* **Task item**:
Write the next few paragraphs of the passage on the uneven global economic recovery, beginning after its final sentence.

* **Source passage**:

************

Low income developing countries (LIDCs) growth prospect has also dimmed for 2021, revised down by 0.4 percent to 3.9 percent, with its 2022 growth rate revised up by 0.3 percent to 5.5 percent. 
There are two fundamental reasons underlining this divergence in the global recovery, with the rich economies performing better than the poor.

The first and foremost is the wide disparity in vaccine distribution and availability. Nearly 40 percent of people in developed economies have received at least one vaccine, compared with only 11 percent in emerging and developing economies and 2 percent in low-income countries. The resurgence of the virus, especially the virus Delta, in India, part of Southeast Asia, Latin America and Sub-Sahara Africa, have added to the seriousness of the situation.

A poster is displayed on the IMF building, April 5, 2021. /CFP

A poster is displayed on the IMF building, April 5, 2021. /CFP

The second reason is the sharp difference between developed and developing countries in their fiscal and financial resources and capabilities for economic and social rescue. The U.S. federal government's huge fiscal support (totaling over 5 trillion U.S. dollars), the FED zero interest rate, and unlimited expansion of the balance sheet have been the most powerful drives behind the staggering rebound in the U.S. economy. 

Tremendous government supports have also been witnessed in France, Germany, Italy, South Korea and the U.K. governments of the developing countries, especially of LIDCs, lagged far behind in their resources. Moreover, the pandemic and economic recession have pulled down over 80 million inhabitants in LIDCs to under the absolute poverty line, making the U.N. 2030 SDG even more distant.
IMF has estimated that $50 billion assistance is needed to meet the global vaccine goal, and another $650 billion is needed for bringing back the growth of LIDCs to the normal trend line.

************

* **Entries shown**:
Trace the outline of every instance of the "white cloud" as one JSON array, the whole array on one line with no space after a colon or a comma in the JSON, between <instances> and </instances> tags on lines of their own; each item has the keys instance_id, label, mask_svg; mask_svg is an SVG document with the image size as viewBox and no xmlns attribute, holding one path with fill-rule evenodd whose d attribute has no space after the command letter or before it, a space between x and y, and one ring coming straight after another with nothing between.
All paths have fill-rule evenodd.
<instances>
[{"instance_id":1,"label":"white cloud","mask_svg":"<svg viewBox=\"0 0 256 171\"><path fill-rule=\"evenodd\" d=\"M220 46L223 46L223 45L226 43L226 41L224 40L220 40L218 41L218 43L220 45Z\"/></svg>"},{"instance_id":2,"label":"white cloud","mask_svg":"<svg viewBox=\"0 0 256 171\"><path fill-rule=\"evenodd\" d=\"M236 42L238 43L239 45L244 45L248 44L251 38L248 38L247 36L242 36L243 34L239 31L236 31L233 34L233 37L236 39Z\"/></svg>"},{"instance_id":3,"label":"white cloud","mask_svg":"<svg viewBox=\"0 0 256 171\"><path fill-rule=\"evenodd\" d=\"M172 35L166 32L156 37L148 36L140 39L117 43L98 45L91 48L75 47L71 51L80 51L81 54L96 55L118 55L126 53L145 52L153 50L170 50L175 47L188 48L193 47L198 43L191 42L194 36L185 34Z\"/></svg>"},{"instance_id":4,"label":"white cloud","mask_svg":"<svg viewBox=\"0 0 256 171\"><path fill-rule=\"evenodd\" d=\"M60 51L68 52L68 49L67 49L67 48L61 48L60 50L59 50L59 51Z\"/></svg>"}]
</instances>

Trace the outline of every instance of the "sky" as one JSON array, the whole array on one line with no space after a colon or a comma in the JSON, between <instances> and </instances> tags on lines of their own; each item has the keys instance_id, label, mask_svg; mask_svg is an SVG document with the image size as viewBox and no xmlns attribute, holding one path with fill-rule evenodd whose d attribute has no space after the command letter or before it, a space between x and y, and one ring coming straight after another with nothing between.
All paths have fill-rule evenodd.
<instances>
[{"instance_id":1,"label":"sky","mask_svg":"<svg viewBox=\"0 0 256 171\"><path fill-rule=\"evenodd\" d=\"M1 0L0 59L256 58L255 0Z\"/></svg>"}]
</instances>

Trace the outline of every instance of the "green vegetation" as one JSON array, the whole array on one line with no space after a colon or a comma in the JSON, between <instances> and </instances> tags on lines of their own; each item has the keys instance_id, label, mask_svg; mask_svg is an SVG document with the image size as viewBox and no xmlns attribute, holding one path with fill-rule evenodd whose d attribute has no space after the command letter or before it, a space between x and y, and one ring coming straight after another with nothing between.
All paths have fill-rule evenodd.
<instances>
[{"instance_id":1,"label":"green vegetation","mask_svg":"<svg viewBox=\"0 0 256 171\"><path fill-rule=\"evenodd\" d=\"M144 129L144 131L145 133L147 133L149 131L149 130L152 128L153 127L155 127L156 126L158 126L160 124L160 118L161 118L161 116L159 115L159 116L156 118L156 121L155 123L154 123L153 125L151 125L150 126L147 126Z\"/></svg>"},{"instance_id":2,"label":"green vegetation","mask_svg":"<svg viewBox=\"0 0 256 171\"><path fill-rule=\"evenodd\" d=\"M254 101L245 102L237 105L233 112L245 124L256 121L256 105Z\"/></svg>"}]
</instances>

************

* **Task response**:
The only way to trim down the sharp growth divergence is multilateral cooperation. Equal vaccine distribution should be accelerated through multilateral mechanism of COVAX and various bilateral assistances. G7 summit has pledged to contribute 500 million vaccines by the end of 2021 and another 500 million by the end of 2022. China, on its part, has already provided 600 million vaccines.
The upcoming G20 summit in Rome from October 30 to November 1, 2021, will be a key global platform coordinating macro-economic policies of the leading economies and all necessary assistance to the rescue of the LIDCs.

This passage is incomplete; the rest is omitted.